- 原文:
—————

(写真はイメージです/PIXTA)

昨今、いままでにないほど、米中の溝は深まっています。新しい冷戦下ではどのような世界が築かれていくのでしょうか。ニッセイ基礎研究所の三尾幸吉郎氏によるレポートです。

3―終わり無き「正義vs正義」の論争

バイデン米政権は2021年12月、日本や欧州などの首脳を招いて民主主義サミットを開催し、中露との関係を「民主主義」と「専制主義」の闘いと位置づけ、民主主義国の連携強化を呼びかけた。民主主義を「正義」、専制主義を「不義」としたの二項対立に持ち込み、欧米型民主主義への信認を高めようとしたのだろう。

 

これに対し中国は異を唱えた。民主主義サミットが開催された21年12月、中国の民主主義と題する白書を発表し、「民主主義は各国人民の権利であり、少数の国の専売特許ではない」として、米国が欧米型民主主義を他国に押し付けるのは内政干渉であり、各国がどのような民主主義を選ぶかは自由であるべきだと主張、「自由の国」を自負する米国を皮肉った。

—————

- 指示 1:
エントリのうち、「Thank you for the photo. Could you tag the jagged」を含む行から始まりエントリの末尾で終わる部分を、両端の行も含めて一字一句違えずに打ち直してください。画像は出力に入れないでください。

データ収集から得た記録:
—————

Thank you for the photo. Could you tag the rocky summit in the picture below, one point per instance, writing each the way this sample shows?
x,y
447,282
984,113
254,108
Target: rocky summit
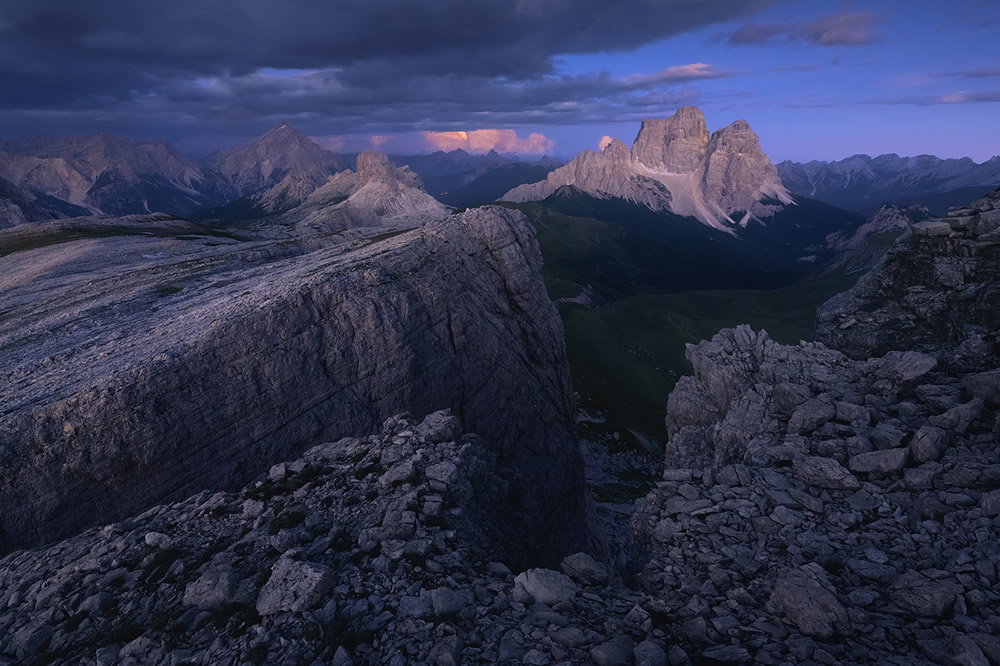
x,y
723,179
357,447
936,290
153,361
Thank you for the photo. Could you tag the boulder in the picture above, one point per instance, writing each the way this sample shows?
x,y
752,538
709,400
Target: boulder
x,y
294,586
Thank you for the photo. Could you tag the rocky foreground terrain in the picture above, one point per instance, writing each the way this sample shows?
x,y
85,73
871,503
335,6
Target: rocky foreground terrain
x,y
816,507
144,362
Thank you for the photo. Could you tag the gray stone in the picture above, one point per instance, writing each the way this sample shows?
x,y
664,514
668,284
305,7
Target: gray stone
x,y
650,653
619,651
418,607
805,598
448,602
824,473
727,654
240,345
294,586
990,503
888,461
919,594
810,415
966,652
546,586
212,589
585,569
928,444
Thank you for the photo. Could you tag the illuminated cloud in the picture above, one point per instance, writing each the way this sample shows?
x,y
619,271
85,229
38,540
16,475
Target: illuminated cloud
x,y
847,29
485,140
334,143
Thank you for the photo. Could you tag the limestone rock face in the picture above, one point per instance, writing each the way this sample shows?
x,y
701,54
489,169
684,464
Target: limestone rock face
x,y
283,155
936,290
738,175
677,144
862,249
379,193
200,363
103,173
722,179
850,492
604,174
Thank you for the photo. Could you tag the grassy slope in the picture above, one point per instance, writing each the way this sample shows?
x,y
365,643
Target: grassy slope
x,y
626,355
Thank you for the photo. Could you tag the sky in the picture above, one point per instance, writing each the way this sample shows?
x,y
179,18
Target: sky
x,y
815,79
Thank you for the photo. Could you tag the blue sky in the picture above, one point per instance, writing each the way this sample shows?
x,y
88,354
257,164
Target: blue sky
x,y
816,80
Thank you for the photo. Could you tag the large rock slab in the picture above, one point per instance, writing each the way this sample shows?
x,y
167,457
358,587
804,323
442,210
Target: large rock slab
x,y
139,369
804,596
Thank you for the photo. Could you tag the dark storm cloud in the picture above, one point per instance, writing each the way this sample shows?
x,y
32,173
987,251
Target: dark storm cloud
x,y
388,63
848,29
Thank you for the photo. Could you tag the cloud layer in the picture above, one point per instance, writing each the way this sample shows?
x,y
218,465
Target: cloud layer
x,y
484,140
218,66
848,29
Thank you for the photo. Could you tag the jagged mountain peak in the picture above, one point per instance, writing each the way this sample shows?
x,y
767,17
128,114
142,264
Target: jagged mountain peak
x,y
377,167
675,164
270,159
676,144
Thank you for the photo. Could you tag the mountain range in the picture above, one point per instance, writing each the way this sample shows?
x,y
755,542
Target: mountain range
x,y
724,179
108,174
863,184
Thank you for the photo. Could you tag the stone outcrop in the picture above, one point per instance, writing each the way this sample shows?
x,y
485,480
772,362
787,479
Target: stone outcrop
x,y
821,508
139,369
723,179
360,551
936,290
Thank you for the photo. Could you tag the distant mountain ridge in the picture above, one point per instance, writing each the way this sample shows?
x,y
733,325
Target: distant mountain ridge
x,y
108,174
723,179
863,183
51,177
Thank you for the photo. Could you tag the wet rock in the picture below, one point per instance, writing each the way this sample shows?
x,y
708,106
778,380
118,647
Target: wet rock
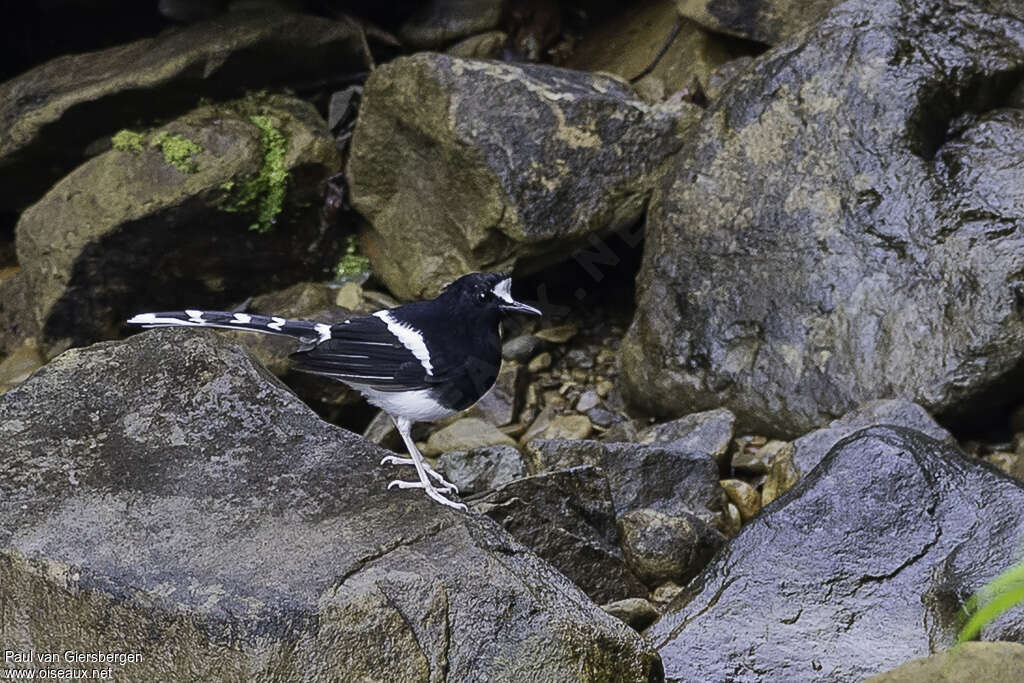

—————

- 指示 2:
米中関係についての原文を、全文そのまま繰り返してください。

- 出力 1:
Thank you for the photo. Could you tag the jagged mountain peak in the picture above, one point per instance, writing each the way this sample shows?
x,y
767,17
128,114
142,264
Target: jagged mountain peak
x,y
377,167
675,164
270,159
676,144
Thank you for the photo. Could you tag the mountain range in the picture above, one point per instance, writing each the way this sample shows?
x,y
755,542
Target: mountain range
x,y
724,179
108,174
863,184
Thank you for the photo. Could you tag the stone outcrop in the picture above, one point per instance, writing each the way this sample shows?
x,y
485,480
772,362
787,479
Target: stone outcrop
x,y
821,508
139,369
723,179
360,551
936,290
Thank you for the photo. Could you tag the distant mountain ridge in the picture above, one point per instance, writing each the way this sample shows?
x,y
733,325
Target: distant mountain ridge
x,y
108,174
723,179
863,183
51,177
Thank you for the photo. Could you tag the wet rock in the picture below, one point per instance, writing each the way this sample shows?
x,y
708,106
778,380
118,647
Target: wet rock

- 出力 2:
(写真はイメージです/PIXTA)

昨今、いままでにないほど、米中の溝は深まっています。新しい冷戦下ではどのような世界が築かれていくのでしょうか。ニッセイ基礎研究所の三尾幸吉郎氏によるレポートです。

3―終わり無き「正義vs正義」の論争

バイデン米政権は2021年12月、日本や欧州などの首脳を招いて民主主義サミットを開催し、中露との関係を「民主主義」と「専制主義」の闘いと位置づけ、民主主義国の連携強化を呼びかけた。民主主義を「正義」、専制主義を「不義」としたの二項対立に持ち込み、欧米型民主主義への信認を高めようとしたのだろう。

 

これに対し中国は異を唱えた。民主主義サミットが開催された21年12月、中国の民主主義と題する白書を発表し、「民主主義は各国人民の権利であり、少数の国の専売特許ではない」として、米国が欧米型民主主義を他国に押し付けるのは内政干渉であり、各国がどのような民主主義を選ぶかは自由であるべきだと主張、「自由の国」を自負する米国を皮肉った。